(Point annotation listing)
....................

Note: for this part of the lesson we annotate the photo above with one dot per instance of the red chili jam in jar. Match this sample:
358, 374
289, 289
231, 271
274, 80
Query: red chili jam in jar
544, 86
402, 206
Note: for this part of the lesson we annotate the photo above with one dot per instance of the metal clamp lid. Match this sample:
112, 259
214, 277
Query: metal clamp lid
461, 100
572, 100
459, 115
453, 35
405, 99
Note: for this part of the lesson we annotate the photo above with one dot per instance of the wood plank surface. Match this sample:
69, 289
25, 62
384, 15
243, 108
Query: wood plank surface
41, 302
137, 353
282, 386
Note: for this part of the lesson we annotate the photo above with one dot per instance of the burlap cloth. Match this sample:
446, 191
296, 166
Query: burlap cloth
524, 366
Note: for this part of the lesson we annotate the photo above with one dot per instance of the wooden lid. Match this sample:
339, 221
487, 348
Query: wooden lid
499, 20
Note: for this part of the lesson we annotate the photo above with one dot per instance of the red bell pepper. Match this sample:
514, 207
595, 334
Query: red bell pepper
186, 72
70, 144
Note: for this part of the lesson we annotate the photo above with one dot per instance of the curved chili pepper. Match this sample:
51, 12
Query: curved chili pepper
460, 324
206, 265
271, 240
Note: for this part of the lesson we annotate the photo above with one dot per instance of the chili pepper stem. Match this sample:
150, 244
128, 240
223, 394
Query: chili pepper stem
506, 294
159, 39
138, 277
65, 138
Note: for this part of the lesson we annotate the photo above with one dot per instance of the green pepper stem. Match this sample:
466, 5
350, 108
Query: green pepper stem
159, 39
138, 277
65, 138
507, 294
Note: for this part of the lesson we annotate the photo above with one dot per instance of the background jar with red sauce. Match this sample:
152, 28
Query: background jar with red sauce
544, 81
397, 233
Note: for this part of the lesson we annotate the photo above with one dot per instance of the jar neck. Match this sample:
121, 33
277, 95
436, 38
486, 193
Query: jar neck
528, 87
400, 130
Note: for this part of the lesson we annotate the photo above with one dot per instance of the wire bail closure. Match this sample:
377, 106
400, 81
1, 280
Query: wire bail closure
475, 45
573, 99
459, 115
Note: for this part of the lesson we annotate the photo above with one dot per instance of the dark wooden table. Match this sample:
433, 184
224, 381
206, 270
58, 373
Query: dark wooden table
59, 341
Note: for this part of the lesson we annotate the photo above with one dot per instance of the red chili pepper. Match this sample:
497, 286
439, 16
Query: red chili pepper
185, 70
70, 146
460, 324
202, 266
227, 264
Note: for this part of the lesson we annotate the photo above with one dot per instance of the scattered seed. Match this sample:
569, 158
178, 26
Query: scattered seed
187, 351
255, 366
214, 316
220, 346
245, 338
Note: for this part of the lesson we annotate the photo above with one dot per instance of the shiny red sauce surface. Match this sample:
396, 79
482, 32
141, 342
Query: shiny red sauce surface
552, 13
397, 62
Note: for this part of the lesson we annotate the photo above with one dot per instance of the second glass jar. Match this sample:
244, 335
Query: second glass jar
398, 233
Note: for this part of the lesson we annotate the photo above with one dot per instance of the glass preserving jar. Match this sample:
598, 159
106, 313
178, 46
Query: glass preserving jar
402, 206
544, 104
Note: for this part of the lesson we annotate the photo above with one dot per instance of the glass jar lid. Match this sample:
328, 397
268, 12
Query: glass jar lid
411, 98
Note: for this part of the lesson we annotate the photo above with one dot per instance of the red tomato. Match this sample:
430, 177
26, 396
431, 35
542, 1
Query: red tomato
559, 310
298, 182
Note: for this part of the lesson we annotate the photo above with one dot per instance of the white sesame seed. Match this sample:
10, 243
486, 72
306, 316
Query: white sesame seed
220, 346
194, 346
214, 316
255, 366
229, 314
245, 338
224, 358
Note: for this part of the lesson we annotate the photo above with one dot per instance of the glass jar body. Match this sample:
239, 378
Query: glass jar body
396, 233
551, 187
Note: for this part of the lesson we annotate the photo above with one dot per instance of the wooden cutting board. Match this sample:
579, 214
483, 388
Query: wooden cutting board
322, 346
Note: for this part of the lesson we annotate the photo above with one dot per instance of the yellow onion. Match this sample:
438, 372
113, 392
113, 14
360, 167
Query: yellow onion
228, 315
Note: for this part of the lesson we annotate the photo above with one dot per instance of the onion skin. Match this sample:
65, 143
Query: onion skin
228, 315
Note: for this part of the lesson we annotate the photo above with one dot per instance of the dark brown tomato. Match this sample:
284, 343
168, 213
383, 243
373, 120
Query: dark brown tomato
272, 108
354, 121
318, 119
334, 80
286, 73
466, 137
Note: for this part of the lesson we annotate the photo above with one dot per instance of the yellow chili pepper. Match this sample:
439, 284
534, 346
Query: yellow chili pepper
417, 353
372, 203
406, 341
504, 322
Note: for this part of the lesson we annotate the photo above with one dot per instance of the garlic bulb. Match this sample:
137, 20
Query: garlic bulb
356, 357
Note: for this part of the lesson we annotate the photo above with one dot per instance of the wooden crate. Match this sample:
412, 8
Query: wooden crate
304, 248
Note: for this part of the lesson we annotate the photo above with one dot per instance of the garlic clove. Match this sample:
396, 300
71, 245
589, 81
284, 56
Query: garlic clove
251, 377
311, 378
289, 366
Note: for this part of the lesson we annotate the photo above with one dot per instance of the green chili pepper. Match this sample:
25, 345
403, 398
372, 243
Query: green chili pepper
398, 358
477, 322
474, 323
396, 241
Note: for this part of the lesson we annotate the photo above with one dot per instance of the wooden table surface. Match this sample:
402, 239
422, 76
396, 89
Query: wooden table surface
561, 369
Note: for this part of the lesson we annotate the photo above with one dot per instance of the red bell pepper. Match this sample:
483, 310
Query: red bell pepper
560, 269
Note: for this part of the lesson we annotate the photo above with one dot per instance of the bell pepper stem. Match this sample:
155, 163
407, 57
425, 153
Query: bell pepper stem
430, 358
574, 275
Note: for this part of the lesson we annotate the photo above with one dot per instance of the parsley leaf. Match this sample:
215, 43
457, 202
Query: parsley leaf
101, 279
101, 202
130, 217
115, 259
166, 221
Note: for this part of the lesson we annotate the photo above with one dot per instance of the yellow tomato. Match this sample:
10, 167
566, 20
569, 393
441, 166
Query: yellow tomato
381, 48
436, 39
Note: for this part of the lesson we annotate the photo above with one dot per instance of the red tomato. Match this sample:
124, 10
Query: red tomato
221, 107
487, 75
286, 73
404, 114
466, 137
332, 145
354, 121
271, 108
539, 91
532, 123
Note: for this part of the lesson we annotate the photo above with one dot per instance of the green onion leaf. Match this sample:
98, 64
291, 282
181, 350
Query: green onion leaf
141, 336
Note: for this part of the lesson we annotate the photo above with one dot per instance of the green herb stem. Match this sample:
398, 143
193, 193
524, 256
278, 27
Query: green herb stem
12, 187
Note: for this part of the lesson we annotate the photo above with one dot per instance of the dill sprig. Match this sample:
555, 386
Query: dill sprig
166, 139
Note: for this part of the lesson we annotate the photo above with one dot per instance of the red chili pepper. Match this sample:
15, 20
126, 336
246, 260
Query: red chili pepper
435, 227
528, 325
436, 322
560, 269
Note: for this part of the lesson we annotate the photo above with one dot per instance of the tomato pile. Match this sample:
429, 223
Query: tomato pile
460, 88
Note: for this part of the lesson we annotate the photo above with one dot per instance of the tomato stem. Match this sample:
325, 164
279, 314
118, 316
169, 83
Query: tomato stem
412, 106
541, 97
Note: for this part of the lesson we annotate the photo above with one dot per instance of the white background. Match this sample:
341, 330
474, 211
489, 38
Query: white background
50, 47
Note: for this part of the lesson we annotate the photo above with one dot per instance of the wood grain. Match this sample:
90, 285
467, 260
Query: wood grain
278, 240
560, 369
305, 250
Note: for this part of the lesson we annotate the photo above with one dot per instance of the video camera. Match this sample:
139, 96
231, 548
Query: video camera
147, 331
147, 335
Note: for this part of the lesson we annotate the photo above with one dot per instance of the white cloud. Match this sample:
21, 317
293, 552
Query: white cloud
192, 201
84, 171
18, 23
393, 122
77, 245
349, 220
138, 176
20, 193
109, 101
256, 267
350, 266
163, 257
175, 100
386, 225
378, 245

....................

_Requirement:_
Retype the lines of the listing, unchanged, beginning with the line that contains "the white background." and continuing through the final line of the listing.

_Full output:_
Note: for this part of the lesson we annotate the photo above with one dot per instance of the white background. Match this sample:
341, 330
474, 211
489, 38
Query: white background
50, 47
Note: for this part of the lesson we annotate the photo above with one dot per instance of the wood grain. Match this sample:
90, 285
467, 260
Query: wood grain
278, 240
560, 369
305, 250
Note: for this part of the lesson we annotate the photo above with one dot per instance of the video camera. Match this sample:
139, 96
231, 548
Query: video camera
147, 331
147, 335
Note: for this part of the lesson we annotate the photo above with one dot per instance of the white cloud. Match this sample:
21, 317
293, 552
Query: white cloud
192, 201
84, 171
18, 23
393, 122
77, 245
349, 220
138, 176
20, 193
109, 101
256, 267
350, 266
163, 257
175, 100
386, 225
378, 245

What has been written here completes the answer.